==== Texte de la page ====

A weapon belonging to a Toposa warrior from South Sudan Khristopher Carlson/IRIN
A weapon belonging to a Toposa warrior from South Sudan
Les Nations Unies reconnaissent que la communauté internationale a la Responsabilité de Protéger (Right to Protect, R2P) les civils durant les conflits et cette philosophie est rapidement devenue partie intégrante des missions de maintien ou d’imposition de la paix. Cependant, un nouveau rapport remet en question certains des principes de l’action humanitaire.

La R2P est née dans les années 1990 à la suite du génocide rwandais quand on a pris conscience qu’il n’était plus possible de compter sur les Etats pour protéger les civils. La charge de prévenir les violations extrêmes des droits humains est donc revenue à la communauté internationale ; et c’est ce principe qui a depuis servi à justifier l’intervention dans des pays comme la Libye ou la Syrie.

====

▶ **Consigne écrite**: Recopiez le passage du texte sur la Responsabilité de Protéger qui va de "La R2P est née" à "ou la Syrie.". Les lignes n'ont aucun lien avec le texte sur la Responsabilité de Protéger.

==== Entrées extraites ====

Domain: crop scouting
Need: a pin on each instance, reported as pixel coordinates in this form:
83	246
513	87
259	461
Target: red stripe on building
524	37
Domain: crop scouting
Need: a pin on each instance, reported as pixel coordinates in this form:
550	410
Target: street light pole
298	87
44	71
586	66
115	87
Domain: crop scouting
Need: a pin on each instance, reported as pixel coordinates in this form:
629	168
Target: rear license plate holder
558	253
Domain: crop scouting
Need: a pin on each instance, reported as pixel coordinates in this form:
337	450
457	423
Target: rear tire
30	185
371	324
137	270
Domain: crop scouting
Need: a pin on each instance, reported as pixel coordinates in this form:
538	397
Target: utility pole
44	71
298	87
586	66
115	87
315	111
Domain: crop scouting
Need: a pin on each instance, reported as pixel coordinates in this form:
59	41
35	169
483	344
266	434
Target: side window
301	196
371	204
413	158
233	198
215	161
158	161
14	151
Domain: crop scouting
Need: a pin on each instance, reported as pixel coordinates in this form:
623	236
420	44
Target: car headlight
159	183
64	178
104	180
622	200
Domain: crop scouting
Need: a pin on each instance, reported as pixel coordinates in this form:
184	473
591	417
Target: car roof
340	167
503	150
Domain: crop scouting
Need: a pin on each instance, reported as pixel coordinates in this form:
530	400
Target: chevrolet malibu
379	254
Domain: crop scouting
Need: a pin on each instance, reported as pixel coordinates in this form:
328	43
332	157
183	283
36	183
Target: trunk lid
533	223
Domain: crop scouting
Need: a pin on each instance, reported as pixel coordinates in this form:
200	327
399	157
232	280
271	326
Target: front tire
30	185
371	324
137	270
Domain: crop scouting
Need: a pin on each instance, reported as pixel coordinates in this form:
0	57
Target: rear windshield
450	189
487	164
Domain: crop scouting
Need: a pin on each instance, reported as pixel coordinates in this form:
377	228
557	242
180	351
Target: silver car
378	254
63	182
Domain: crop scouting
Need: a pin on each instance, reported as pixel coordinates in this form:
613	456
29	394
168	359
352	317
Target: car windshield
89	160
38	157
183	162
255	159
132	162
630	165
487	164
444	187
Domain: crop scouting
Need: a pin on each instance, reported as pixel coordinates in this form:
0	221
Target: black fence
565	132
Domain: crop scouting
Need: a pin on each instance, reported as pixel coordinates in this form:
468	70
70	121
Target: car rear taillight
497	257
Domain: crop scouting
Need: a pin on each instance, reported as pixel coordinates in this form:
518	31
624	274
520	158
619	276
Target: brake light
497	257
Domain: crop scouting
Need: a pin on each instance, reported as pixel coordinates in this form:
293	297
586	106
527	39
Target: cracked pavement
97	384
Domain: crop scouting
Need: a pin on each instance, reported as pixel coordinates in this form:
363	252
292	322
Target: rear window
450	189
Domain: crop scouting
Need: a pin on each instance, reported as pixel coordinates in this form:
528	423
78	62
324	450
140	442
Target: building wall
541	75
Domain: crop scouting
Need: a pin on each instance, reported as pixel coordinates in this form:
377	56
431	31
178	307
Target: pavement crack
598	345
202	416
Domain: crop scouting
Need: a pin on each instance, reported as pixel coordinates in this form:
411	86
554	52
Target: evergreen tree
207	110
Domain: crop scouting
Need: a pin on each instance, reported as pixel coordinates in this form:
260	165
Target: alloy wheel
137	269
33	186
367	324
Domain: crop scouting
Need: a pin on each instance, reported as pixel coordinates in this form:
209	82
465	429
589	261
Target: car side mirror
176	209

====

▶ **Résultat obtenu**:
La R2P est née dans les années 1990 à la suite du génocide rwandais quand on a pris conscience qu’il n’était plus possible de compter sur les Etats pour protéger les civils. La charge de prévenir les violations extrêmes des droits humains est donc revenue à la communauté internationale ; et c’est ce principe qui a depuis servi à justifier l’intervention dans des pays comme la Libye ou la Syrie.